Records drawn from a dataset
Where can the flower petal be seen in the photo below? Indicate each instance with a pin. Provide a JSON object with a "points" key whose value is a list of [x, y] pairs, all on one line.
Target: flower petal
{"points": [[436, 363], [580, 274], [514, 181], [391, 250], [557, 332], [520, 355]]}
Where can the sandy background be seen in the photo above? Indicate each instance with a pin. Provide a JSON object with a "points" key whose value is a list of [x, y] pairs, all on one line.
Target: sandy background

WHAT THE EXERCISE ASKS >> Scan the data above and report each line in which "object" is present.

RESULT BELOW >>
Where can the flower petal be seen in the photo below? Indicate each instance with a pin. Provide a JSON object with a "points" key whose value is a list of [x, y] pairs, all on one line.
Where can the sandy background be seen in the photo above? Indicate each instance with a pin. Provide a JSON object with a "points" key whose value is a list of [x, y] pairs, all on one line.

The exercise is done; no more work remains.